CHALLENGES:
(1) Set down the passage of the message on peeling for gaps below, beginning at the words that have "On Fri, 12 Apr" and stopping after "a single exit.".
(2) Decide whether each statement agrees with the message on peeling for gaps below, answering yes or no and quoting the deciding words of the message. (a) Peeling for gaps sets the bias to 0. (b) In the example with VF = 4, two iterations are peeled for gaps. (c) When the loop is not partial, the ceil is taken to get the vector latch iteration count.

SELECTED PASSAGE:
########
On Fri, 12 Apr 2024, Tamar Christina wrote:
> Hi All,
>
> This is a story all about how the peeling for gaps introduces a bug in the
> upper
> bounds.
>
> Before I go further, I'll first explain how I understand this to work for
> loops
> with a single exit.
>
> When peeling for gaps we peel N < VF iterations to scalar.
> This happens by removing N iterations from the calculation of niters such that
> vect_iters * VF == niters is always false.
>
> In other words, when we exit the vector loop we always fall to the scalar
> loop.
> The loop bounds adjustment guarantees this. Because of this we potentially
> execute a vector loop iteration less. That is, if you're at the boundary
> condition where niters % VF by peeling one or more scalar iterations the
> vector
> loop executes one less.
>
> This is accounted for by the adjustments in vect_transform_loops. This
> adjustment happens differently based on whether the the vector loop can be
> partial or not:
>
> Peeling for gaps sets the bias to 0 and then:
>
> when not partial: we take the floor of (scalar_upper_bound / VF) - 1 to get
> the
> vector latch iteration count.
>
> when loop is partial: For a single exit this means the loop is masked, we
> take
> the ceil to account for the fact that the loop can
> handle
> the final partial iteration using masking.
>
> Note that there's no difference between ceil an floor on the boundary
> condition.
> There is a difference however when you're slightly above it. i.e. if scalar
> iterates 14 times and VF = 4 and we peel 1 iteration for gaps.
>
> The partial loop does ((13 + 0) / 4) - 1 == 2 vector iterations. and in effect
> the partial iteration is ignored and it's done as scalar.
>
> This is fine because the niters modification has capped the vector iteration
> at
> 2. So that when we reduce the induction values you end up entering the scalar
> code with ind_var.2 = ind_var.1 + 2 * VF.
>
> Now lets look at early breaks. To make it esier I'll focus on the specific
> testcase:
>
> char buffer[64];
>
> __attribute__ ((noipa))
> buff_t *copy (buff_t *first, buff_t *last)
########
PROVIDED RECORDS:
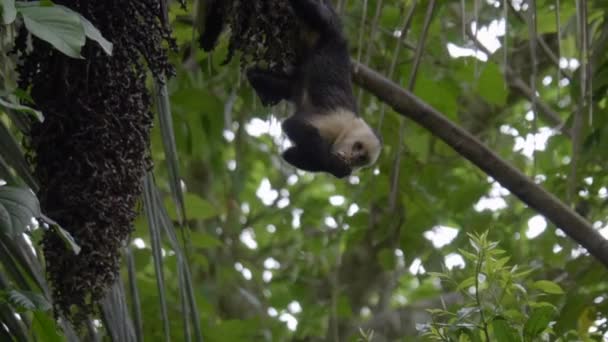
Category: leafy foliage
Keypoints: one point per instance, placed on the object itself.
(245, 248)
########
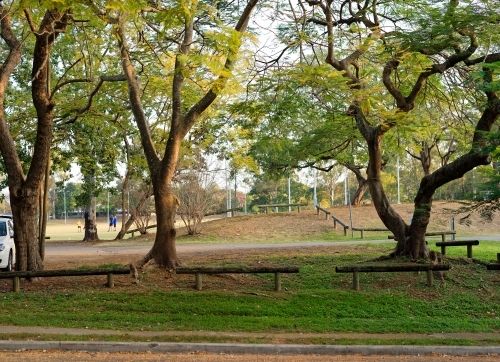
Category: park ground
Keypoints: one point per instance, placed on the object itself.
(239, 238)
########
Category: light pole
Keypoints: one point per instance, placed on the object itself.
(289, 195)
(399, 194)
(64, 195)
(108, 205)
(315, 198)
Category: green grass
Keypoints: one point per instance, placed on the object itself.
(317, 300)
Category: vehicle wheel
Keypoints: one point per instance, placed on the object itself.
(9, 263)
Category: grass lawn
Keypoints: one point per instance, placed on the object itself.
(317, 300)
########
ANSWERS TO THE TASKS:
(1)
On Fri, 12 Apr 2024, Tamar Christina wrote:
> Hi All,
>
> This is a story all about how the peeling for gaps introduces a bug in the
> upper
> bounds.
>
> Before I go further, I'll first explain how I understand this to work for
> loops
> with a single exit.

(2)
(a) Yes: "Peeling for gaps sets the bias to 0"
(b) No: "we peel 1 iteration for gaps"
(c) No: "when not partial: we take the floor of (scalar_upper_bound / VF) - 1"